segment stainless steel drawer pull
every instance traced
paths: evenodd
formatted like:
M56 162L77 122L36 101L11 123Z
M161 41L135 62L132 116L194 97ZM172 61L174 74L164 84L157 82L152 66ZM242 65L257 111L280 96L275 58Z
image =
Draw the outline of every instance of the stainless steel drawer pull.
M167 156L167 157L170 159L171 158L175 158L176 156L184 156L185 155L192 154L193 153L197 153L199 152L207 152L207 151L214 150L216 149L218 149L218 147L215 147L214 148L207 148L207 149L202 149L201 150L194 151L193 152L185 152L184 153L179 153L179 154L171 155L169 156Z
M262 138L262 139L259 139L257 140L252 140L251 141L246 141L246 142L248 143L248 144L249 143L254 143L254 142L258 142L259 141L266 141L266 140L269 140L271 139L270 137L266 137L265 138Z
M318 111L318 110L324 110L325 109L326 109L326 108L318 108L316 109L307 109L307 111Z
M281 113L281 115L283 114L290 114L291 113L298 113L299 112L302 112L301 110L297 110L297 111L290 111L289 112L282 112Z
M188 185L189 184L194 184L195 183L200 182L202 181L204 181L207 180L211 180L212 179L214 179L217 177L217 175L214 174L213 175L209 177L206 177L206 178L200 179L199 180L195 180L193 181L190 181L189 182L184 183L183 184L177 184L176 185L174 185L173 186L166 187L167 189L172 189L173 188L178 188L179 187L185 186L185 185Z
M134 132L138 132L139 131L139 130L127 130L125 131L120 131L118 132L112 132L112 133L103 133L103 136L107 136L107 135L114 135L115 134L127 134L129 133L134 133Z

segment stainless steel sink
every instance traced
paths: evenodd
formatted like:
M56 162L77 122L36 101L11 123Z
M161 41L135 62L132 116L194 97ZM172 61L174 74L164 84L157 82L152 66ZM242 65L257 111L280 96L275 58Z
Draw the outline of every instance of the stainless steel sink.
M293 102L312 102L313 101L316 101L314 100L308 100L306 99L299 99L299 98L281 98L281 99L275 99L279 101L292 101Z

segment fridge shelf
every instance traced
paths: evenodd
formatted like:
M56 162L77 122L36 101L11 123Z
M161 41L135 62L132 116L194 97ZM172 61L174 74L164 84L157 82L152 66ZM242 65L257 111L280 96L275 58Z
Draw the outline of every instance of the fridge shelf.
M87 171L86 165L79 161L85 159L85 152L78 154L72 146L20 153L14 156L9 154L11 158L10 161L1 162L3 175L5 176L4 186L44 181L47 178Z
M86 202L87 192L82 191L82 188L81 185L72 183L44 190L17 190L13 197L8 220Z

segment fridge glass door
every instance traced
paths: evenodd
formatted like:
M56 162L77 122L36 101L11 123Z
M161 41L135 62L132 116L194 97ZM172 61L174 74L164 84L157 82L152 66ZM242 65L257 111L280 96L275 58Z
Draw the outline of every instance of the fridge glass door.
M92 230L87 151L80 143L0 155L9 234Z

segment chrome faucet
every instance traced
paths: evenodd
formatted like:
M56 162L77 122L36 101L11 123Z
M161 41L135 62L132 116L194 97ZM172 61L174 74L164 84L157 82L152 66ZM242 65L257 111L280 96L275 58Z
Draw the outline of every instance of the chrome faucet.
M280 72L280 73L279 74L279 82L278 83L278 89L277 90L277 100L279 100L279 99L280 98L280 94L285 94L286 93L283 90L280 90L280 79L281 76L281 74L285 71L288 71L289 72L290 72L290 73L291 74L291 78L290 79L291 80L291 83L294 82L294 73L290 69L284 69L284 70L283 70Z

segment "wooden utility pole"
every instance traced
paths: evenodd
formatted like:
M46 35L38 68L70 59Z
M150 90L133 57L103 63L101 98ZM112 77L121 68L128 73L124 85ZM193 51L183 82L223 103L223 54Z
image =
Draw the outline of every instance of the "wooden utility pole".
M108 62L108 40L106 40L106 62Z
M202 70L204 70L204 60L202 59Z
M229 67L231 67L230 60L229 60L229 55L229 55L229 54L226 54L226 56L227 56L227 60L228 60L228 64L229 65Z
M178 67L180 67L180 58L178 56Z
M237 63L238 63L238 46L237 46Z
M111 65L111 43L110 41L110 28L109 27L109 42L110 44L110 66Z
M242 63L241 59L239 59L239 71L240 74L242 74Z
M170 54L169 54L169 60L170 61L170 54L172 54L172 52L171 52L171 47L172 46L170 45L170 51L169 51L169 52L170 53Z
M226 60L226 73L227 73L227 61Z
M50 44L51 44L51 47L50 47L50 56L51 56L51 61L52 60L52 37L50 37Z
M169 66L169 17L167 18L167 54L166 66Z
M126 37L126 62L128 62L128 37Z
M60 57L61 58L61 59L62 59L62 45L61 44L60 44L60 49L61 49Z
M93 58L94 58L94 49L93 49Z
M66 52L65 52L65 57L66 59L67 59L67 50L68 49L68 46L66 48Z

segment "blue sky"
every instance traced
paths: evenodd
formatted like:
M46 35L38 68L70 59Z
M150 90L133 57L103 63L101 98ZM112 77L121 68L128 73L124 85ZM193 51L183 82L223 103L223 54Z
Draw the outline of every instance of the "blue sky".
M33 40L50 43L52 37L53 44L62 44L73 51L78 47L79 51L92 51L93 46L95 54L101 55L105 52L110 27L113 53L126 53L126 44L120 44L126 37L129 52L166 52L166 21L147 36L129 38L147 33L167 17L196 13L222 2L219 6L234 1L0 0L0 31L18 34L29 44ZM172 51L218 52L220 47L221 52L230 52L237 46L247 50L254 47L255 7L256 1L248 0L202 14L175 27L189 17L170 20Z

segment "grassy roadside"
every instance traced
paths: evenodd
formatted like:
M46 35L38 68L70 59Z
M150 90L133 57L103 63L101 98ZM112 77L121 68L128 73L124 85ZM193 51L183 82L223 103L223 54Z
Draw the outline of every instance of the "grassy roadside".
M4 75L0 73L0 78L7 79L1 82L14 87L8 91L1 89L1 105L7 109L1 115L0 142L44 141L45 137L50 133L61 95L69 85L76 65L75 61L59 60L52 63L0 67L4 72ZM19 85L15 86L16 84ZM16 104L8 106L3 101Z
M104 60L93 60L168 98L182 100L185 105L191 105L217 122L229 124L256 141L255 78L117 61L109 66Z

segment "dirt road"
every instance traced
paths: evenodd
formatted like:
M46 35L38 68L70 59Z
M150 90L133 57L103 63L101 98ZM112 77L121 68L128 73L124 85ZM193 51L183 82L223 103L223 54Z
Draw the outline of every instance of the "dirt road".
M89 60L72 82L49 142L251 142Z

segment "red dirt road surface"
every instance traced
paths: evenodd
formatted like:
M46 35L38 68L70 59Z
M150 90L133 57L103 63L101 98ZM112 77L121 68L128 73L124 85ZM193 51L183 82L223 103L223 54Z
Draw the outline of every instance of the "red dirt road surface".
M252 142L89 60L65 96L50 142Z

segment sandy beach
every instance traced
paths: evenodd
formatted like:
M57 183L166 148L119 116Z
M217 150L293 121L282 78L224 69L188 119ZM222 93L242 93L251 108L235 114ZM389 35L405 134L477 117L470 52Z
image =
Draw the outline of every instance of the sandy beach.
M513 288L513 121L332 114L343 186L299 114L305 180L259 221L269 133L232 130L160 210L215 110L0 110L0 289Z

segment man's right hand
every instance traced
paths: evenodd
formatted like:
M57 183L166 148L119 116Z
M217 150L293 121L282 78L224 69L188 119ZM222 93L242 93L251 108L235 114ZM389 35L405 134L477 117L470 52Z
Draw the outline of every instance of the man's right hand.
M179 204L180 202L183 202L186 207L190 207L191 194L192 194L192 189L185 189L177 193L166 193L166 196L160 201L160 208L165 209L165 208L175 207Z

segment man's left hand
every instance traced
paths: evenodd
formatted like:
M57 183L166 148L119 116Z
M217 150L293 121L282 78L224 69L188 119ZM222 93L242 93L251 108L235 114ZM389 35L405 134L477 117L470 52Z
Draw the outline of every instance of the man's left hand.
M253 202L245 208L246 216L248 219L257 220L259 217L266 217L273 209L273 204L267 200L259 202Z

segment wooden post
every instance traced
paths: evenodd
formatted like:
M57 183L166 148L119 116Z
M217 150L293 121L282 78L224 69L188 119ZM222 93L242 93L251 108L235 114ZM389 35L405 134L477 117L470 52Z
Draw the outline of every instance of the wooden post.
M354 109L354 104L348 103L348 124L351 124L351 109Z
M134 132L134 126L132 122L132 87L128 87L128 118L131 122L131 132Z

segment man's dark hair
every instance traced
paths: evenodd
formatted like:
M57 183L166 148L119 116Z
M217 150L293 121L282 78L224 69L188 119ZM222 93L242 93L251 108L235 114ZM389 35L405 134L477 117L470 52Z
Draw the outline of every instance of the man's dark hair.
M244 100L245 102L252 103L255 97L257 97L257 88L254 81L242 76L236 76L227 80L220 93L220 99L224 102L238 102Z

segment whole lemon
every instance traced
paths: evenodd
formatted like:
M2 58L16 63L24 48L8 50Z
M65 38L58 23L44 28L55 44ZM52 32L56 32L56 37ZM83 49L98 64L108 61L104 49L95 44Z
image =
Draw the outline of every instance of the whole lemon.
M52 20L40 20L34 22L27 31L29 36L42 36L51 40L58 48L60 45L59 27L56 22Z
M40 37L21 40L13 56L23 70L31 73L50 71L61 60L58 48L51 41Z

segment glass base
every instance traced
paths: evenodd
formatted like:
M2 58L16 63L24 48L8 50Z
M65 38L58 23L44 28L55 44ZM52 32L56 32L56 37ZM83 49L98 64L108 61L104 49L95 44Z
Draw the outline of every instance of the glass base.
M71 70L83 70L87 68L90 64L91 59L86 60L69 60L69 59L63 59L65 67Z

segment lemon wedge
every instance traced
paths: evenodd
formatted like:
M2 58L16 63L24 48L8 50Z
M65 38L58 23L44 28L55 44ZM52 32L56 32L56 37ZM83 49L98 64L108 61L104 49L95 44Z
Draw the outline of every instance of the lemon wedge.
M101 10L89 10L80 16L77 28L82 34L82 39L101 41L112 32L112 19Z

Exercise task
Reproduce the entries verbatim from the beginning up to and including the line that contains "M293 102L312 102L313".

Task solution
segment stainless steel drawer pull
every instance traced
paths: evenodd
formatted like:
M56 162L77 122L36 101L11 123Z
M161 41L135 62L132 116L194 97ZM172 61L174 74L164 84L157 82L152 66ZM242 65L257 111L280 96L275 58Z
image =
Draw the outline of every instance of the stainless steel drawer pull.
M167 156L167 157L170 159L171 158L175 158L176 156L184 156L185 155L192 154L193 153L197 153L199 152L207 152L207 151L214 150L216 149L218 149L218 147L215 147L214 148L207 148L207 149L202 149L201 150L194 151L193 152L185 152L184 153L179 153L179 154L171 155L169 156Z
M262 138L262 139L259 139L257 140L252 140L251 141L246 141L246 142L248 143L248 144L249 143L254 143L254 142L258 142L259 141L266 141L266 140L269 140L271 139L270 137L266 137L265 138Z
M318 111L318 110L324 110L325 109L326 109L326 108L318 108L316 109L307 109L307 111Z
M281 113L281 115L283 114L290 114L291 113L298 113L299 112L302 112L301 110L297 110L297 111L290 111L289 112L282 112Z
M188 185L189 184L194 184L195 183L200 182L202 181L204 181L207 180L211 180L212 179L214 179L217 177L217 175L214 174L213 175L209 177L206 177L206 178L200 179L199 180L195 180L193 181L190 181L189 182L184 183L183 184L177 184L176 185L174 185L173 186L166 187L167 189L172 189L173 188L178 188L179 187L185 186L185 185Z
M134 132L138 132L139 131L139 130L127 130L125 131L120 131L118 132L112 132L112 133L103 133L103 136L107 136L107 135L114 135L115 134L127 134L129 133L134 133Z

segment stainless steel sink
every instance traced
paths: evenodd
formatted like:
M56 162L77 122L36 101L11 123Z
M161 41L135 62L132 116L194 97ZM172 61L174 74L164 84L157 82L152 66ZM242 65L257 111L280 96L275 58Z
Draw the outline of every instance of the stainless steel sink.
M293 102L312 102L313 101L316 101L314 100L308 100L306 99L299 99L299 98L281 98L281 99L275 99L279 101L292 101Z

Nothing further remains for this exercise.